[Stored data entries]
[Start of section]

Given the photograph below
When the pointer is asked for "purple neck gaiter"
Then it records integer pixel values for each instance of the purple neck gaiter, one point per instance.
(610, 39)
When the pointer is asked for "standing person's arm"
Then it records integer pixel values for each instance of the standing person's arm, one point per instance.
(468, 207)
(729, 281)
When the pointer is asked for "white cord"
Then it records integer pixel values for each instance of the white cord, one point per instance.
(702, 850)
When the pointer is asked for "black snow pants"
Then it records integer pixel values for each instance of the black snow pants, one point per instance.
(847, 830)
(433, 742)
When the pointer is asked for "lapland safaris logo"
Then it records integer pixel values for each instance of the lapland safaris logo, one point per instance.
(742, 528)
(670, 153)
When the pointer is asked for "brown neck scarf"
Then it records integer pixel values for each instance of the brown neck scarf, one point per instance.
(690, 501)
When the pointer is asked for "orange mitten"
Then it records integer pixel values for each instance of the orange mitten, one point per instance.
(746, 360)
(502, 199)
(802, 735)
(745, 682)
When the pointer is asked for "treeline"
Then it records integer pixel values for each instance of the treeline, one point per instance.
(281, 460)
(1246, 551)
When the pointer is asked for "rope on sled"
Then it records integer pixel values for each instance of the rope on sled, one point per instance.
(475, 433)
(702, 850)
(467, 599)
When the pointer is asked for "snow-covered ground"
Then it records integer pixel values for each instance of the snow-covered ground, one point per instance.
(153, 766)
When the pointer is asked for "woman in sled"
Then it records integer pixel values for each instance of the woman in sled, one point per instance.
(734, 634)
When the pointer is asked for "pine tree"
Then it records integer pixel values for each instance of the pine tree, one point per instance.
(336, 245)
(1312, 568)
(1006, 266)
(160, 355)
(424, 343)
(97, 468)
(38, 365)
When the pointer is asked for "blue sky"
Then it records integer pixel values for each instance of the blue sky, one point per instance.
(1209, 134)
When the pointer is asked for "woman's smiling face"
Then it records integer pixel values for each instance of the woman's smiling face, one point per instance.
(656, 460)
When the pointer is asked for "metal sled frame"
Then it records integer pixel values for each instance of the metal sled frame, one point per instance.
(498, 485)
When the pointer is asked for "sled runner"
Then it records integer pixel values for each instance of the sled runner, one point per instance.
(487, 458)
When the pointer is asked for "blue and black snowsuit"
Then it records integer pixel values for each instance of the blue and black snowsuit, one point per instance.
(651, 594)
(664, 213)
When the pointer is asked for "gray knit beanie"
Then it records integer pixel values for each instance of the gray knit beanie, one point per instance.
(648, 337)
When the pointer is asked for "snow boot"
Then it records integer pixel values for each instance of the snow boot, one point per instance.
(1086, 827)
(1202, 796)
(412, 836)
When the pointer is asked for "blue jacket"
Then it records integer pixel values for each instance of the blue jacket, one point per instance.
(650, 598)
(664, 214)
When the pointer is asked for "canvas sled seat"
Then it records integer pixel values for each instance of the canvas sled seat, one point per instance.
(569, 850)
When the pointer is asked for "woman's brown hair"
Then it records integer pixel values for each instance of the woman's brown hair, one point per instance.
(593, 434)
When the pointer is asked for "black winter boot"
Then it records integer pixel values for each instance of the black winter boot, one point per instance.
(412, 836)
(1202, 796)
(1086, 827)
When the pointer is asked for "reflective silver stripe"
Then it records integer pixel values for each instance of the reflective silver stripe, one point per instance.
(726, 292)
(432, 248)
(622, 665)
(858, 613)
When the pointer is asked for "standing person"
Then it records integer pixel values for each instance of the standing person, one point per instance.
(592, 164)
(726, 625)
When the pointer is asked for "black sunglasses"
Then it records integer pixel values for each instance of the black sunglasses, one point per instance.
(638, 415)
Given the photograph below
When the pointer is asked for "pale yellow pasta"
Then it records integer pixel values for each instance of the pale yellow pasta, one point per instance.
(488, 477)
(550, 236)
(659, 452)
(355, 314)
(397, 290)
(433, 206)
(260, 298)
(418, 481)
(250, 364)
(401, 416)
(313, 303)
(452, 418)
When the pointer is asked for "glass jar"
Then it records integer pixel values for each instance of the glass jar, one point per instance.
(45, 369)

[End of section]

PROBLEM TO SOLVE: Every line in the records has to be written out again exactly.

EXERCISE RESULT:
Given the photograph below
When the pointer is asked for "purple neck gaiter"
Then it records integer pixel values for each instance of the purple neck gaiter, one point per instance.
(610, 39)
When the pointer is asked for "standing person's arm"
Then it records integer pixel values for each instance of the standing person's arm, one point per instance.
(468, 207)
(729, 281)
When the pointer is asked for "white cord"
Then it records integer pixel values for each instance of the white cord, one point per instance.
(702, 850)
When the pointer is asked for "black snow pants"
Then it records integer pixel values for each instance of the black snow pants, one point per instance.
(847, 830)
(433, 742)
When the pointer is asked for "lapland safaris logo"
Then it records integer pixel values for each instance of the lapland safaris logo, one point per instance.
(742, 528)
(670, 153)
When the pointer is asked for "brown neck scarf"
Then it records integer pixel values for each instance of the brown neck scarf, one point per instance.
(690, 501)
When the pointer is asked for "orange mitten"
Then it records integer pixel values for each instance of the orange mitten, one point per instance.
(746, 360)
(502, 199)
(802, 735)
(745, 682)
When the pointer is asked for "treeline"
Then it records integer pixel values for each instance of the treeline, one point per instance.
(281, 460)
(1246, 551)
When the pointer is asked for "rope on sled"
Then it records integer pixel values for each instance of the rope on sled, one point per instance.
(475, 433)
(702, 850)
(467, 599)
When the pointer is asked for "snow-covered ground"
Then it records integer pixel values for each instance of the snow-covered ground, one point per instance.
(153, 766)
When the pointer is asked for "woman in sled"
Then it records integer pixel values for each instance of the woman in sled, one point per instance.
(734, 634)
When the pointer is asked for "pine tree"
Then it records integer pixel values for each instance of the pine tree, one point per instance.
(336, 245)
(1312, 568)
(1006, 266)
(160, 355)
(424, 343)
(97, 468)
(38, 365)
When the pointer is asked for "blue sky"
Then it records integer pixel values for each instance of the blue sky, one point per instance.
(1209, 134)
When the pointer is asked for "woman's smiling face"
Then it records integer pixel values for each instance of the woman's smiling face, one point per instance.
(656, 460)
When the pointer is asked for "metal sled frame"
Then it records integer pixel values for each instance of the metal sled frame, one point per instance.
(498, 485)
When the pointer is asked for "sled runner"
Then it records integer pixel values for each instance of the sled runner, one point per instance.
(487, 458)
When the pointer is asked for "blue and black snowsuit"
Then it records integer pixel values for each instance of the blue and black snowsuit, one point per instance.
(651, 594)
(664, 213)
When the pointer is asked for "gray knit beanie"
Then it records integer pixel values for each instance of the gray knit beanie, one point per instance.
(648, 337)
When the pointer is asked for "snow boot"
Then it records integer pixel values for each instance of the snow boot, one point per instance.
(1086, 827)
(1202, 796)
(412, 836)
When the pointer is asked for "blue jacket"
Then it records integer pixel values for each instance of the blue jacket, one point per instance.
(650, 598)
(664, 214)
When the pointer is asked for "canvas sled seat"
Then it records integer pixel values for each instance of the canvas sled seat, one point per instance.
(569, 850)
When the pointer is asked for "woman's brown hair"
Then it records integer pixel values for each instance of the woman's brown hair, one point per instance.
(593, 434)
When the pointer is asked for "black winter boot"
Then it records integer pixel values for each instance of the black winter boot, one point per instance.
(412, 836)
(1202, 796)
(1086, 827)
When the pointer is asked for "reflective silver stripe"
Then it records integer pixel values for each instance of the reflective silver stripe, one point per instance.
(726, 292)
(432, 248)
(622, 665)
(858, 613)
When the pointer is asked for "standing person"
Then it records integer pixel values for each instance of the standing person, one point per instance.
(592, 164)
(726, 625)
When the pointer is asked for "black sunglasses"
Then it records integer pixel values for each instance of the black sunglasses, one point per instance.
(638, 415)
Given the photograph below
When the pointer is asked for "pale yellow pasta"
Then it records integer pixel values for each instance of the pale yellow pasta, one point per instance.
(488, 477)
(550, 236)
(659, 452)
(355, 314)
(397, 290)
(433, 206)
(260, 298)
(418, 481)
(250, 364)
(401, 416)
(313, 303)
(452, 418)
When the pointer is asked for "glass jar"
Then it records integer pixel values for each instance of the glass jar, one point per instance.
(45, 369)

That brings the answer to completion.